**DATA FOR ANALYSIS:**
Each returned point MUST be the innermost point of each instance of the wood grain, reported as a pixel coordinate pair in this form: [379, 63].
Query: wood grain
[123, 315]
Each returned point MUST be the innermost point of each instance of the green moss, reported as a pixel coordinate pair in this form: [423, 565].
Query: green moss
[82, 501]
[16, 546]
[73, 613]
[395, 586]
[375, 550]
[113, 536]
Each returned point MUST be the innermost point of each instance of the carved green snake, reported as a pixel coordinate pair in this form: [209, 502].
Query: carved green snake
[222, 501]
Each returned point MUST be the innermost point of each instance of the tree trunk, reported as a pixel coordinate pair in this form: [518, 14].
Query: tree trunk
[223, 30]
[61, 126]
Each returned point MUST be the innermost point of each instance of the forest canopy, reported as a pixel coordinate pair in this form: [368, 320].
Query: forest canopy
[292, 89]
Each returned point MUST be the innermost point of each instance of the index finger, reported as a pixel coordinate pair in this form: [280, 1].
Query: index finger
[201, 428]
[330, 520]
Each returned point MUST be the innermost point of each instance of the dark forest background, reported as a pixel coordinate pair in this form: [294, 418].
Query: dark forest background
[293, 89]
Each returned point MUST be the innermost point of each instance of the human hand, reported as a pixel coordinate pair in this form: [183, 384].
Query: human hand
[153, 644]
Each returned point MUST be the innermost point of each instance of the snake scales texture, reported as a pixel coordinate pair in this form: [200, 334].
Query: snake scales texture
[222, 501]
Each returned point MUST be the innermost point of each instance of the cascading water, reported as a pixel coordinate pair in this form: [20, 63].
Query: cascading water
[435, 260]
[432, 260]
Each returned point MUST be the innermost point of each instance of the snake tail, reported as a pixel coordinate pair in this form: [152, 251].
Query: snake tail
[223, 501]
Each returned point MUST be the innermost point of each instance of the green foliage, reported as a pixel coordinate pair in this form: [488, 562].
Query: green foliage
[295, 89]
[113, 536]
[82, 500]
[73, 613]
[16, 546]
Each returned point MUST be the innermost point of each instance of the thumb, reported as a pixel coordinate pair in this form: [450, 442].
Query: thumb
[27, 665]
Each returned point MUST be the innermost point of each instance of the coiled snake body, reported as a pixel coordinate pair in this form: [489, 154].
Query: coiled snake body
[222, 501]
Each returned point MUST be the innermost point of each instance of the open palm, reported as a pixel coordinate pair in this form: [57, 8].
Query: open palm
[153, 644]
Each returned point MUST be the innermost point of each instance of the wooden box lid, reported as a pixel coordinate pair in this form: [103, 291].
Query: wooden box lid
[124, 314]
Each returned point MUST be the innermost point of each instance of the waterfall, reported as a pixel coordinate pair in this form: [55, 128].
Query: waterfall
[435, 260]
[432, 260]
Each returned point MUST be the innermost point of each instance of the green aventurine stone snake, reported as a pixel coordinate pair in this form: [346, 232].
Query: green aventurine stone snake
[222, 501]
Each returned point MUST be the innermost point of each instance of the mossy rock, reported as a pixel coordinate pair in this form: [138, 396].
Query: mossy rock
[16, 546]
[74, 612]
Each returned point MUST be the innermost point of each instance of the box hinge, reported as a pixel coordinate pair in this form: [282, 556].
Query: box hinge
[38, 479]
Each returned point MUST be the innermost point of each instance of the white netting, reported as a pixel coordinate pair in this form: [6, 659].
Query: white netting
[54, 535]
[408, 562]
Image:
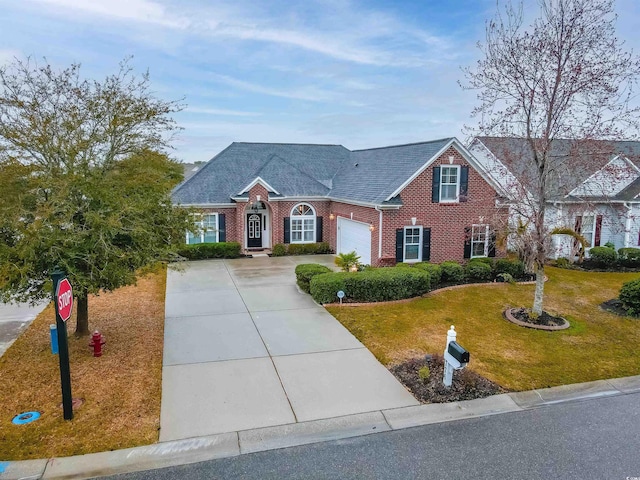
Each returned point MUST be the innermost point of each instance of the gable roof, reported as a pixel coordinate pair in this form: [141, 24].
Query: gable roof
[572, 162]
[372, 176]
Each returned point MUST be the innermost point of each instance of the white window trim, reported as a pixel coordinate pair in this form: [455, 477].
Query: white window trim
[303, 218]
[200, 224]
[457, 199]
[486, 241]
[404, 245]
[593, 231]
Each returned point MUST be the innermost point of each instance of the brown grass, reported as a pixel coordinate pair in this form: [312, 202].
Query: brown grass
[598, 344]
[121, 389]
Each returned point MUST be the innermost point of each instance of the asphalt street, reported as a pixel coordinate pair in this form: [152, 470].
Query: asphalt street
[589, 439]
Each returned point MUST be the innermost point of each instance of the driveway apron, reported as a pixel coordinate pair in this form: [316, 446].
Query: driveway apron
[245, 349]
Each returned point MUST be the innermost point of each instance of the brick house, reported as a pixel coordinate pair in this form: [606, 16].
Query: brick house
[593, 188]
[419, 202]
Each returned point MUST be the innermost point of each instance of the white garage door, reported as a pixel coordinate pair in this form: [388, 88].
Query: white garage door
[356, 236]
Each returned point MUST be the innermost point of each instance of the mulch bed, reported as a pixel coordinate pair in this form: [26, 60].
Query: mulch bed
[546, 319]
[614, 306]
[467, 385]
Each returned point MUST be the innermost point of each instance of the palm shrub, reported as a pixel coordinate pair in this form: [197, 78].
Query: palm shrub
[602, 257]
[629, 257]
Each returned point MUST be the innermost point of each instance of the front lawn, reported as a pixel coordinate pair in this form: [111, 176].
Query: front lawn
[598, 344]
[121, 389]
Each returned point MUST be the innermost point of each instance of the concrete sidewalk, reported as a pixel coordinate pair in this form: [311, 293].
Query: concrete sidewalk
[191, 450]
[245, 349]
[14, 319]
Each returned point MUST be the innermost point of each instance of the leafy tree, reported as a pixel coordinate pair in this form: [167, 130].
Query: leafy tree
[85, 181]
[566, 76]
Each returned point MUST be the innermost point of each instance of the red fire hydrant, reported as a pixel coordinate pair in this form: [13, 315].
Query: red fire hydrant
[97, 340]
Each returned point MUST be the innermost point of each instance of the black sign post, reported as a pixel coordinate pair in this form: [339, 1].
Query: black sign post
[63, 348]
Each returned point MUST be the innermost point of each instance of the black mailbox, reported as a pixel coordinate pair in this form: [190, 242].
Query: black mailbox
[458, 352]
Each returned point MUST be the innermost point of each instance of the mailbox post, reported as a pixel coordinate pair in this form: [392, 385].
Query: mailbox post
[455, 357]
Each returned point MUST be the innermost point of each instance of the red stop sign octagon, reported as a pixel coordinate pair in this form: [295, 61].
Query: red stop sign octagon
[64, 298]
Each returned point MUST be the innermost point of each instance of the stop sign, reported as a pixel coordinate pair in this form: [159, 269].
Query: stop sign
[64, 298]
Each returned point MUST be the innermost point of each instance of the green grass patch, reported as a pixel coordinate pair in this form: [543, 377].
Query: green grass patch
[598, 344]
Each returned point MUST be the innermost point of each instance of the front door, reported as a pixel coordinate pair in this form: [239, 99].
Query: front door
[254, 230]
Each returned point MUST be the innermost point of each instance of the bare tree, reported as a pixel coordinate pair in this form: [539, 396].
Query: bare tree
[565, 76]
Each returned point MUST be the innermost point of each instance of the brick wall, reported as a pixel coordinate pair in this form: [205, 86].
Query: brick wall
[446, 220]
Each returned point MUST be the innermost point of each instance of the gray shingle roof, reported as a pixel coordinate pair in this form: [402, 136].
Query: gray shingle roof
[298, 170]
[571, 162]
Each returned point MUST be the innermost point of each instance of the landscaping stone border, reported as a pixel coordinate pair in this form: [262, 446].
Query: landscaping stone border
[507, 315]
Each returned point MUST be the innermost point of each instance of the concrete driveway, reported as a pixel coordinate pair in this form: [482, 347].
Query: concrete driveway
[245, 349]
[14, 319]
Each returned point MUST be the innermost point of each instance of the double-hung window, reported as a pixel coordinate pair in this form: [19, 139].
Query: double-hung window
[412, 244]
[479, 241]
[449, 183]
[303, 224]
[587, 229]
[206, 229]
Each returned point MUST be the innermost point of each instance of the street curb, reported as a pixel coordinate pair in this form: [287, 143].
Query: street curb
[224, 445]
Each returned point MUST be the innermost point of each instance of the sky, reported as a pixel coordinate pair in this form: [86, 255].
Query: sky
[361, 74]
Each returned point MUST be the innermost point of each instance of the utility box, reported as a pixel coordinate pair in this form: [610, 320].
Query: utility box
[458, 352]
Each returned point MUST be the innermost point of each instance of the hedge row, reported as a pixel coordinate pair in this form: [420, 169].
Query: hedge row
[606, 257]
[200, 251]
[374, 285]
[281, 249]
[306, 271]
[476, 270]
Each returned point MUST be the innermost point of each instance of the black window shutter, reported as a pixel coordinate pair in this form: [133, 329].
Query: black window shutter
[222, 228]
[492, 244]
[287, 230]
[426, 244]
[577, 229]
[467, 242]
[464, 183]
[435, 185]
[399, 245]
[596, 242]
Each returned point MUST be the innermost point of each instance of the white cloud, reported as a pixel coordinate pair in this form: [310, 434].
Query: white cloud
[144, 11]
[221, 111]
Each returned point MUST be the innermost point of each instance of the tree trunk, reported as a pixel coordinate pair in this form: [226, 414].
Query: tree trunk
[82, 315]
[539, 295]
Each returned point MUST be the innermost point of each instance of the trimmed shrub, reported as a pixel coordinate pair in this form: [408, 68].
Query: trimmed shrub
[308, 248]
[452, 272]
[602, 257]
[435, 271]
[374, 285]
[629, 257]
[485, 260]
[478, 271]
[505, 278]
[306, 271]
[563, 263]
[630, 296]
[200, 251]
[515, 268]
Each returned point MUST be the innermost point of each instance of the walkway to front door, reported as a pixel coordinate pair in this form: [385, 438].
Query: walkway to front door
[245, 349]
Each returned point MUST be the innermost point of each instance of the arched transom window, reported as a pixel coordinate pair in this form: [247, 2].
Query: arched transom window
[303, 224]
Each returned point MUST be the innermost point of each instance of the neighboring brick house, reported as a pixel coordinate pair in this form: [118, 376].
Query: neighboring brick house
[593, 187]
[419, 202]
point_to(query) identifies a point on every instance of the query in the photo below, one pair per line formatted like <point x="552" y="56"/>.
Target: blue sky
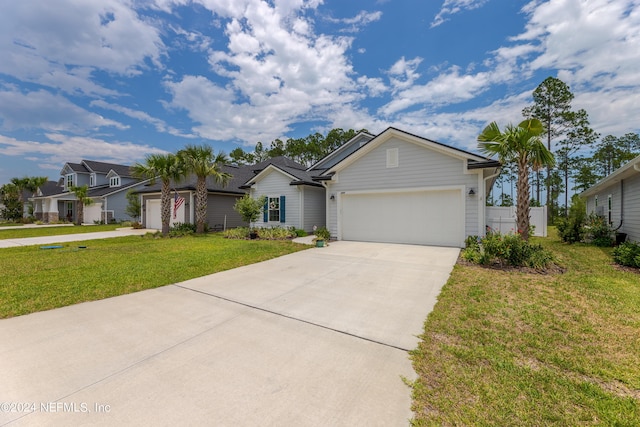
<point x="116" y="80"/>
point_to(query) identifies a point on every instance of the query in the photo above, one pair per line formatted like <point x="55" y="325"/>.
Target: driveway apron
<point x="318" y="337"/>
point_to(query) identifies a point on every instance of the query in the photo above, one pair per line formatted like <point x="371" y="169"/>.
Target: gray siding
<point x="314" y="208"/>
<point x="276" y="184"/>
<point x="418" y="167"/>
<point x="631" y="224"/>
<point x="219" y="206"/>
<point x="631" y="204"/>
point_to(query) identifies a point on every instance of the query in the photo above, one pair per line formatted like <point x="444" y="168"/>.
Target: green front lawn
<point x="19" y="233"/>
<point x="513" y="349"/>
<point x="34" y="279"/>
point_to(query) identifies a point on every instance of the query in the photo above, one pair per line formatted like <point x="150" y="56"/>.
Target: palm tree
<point x="82" y="195"/>
<point x="520" y="144"/>
<point x="167" y="168"/>
<point x="202" y="161"/>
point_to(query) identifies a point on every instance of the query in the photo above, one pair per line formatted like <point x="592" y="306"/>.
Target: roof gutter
<point x="498" y="169"/>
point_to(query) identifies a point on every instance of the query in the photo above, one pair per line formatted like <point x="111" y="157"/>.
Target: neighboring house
<point x="402" y="188"/>
<point x="617" y="199"/>
<point x="220" y="201"/>
<point x="108" y="185"/>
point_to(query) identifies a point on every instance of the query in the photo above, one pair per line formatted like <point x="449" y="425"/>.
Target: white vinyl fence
<point x="504" y="220"/>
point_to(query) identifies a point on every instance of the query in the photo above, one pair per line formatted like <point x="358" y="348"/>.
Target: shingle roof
<point x="240" y="175"/>
<point x="280" y="161"/>
<point x="104" y="167"/>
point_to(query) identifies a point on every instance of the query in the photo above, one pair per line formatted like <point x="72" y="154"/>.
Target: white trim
<point x="404" y="136"/>
<point x="266" y="171"/>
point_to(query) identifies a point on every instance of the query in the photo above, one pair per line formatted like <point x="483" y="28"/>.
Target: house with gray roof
<point x="108" y="185"/>
<point x="394" y="187"/>
<point x="220" y="200"/>
<point x="617" y="199"/>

**TASK PROMPT:** Go line by line through the records above and copy each one containing "formatted".

**WRITTEN REPLY:**
point_to(query) identifies a point on every instance of the query in the photo below, one pair per line formatted like <point x="552" y="56"/>.
point_to(query) identifies a point on every instance of the query in the photo above, one pair per line formatted like <point x="55" y="325"/>.
point_to(query) identifies a point on every instance of the query in the photo above, one pair per line formatted like <point x="371" y="169"/>.
point_to(query) identifies a point on every instance of the query in the photo above, one pair per line formatted like <point x="444" y="168"/>.
point_to(query) identifies a point on every instance of the query in the photo above, one pair per line formatted like <point x="150" y="56"/>.
point_to(query) identifies a point on every instance of the query in the photo above, one pair per line formatted like <point x="592" y="306"/>.
point_to(query) identifies a point on every instance of the query in the photo above, one pair per line formatted like <point x="111" y="157"/>.
point_to(query) identifies a point on every instance of the query in the photo above, one pair per line formatted like <point x="449" y="425"/>.
point_to(query) identifies a point on every instance of the query in the photo above, one pair per line formatted like <point x="358" y="348"/>.
point_to(query) identifies a point on every instance of the query in the photo above, one pair per line formatted like <point x="72" y="154"/>.
point_to(query) identifies a point on every instance of the query in the photo above, one pair per line formatted like <point x="483" y="28"/>.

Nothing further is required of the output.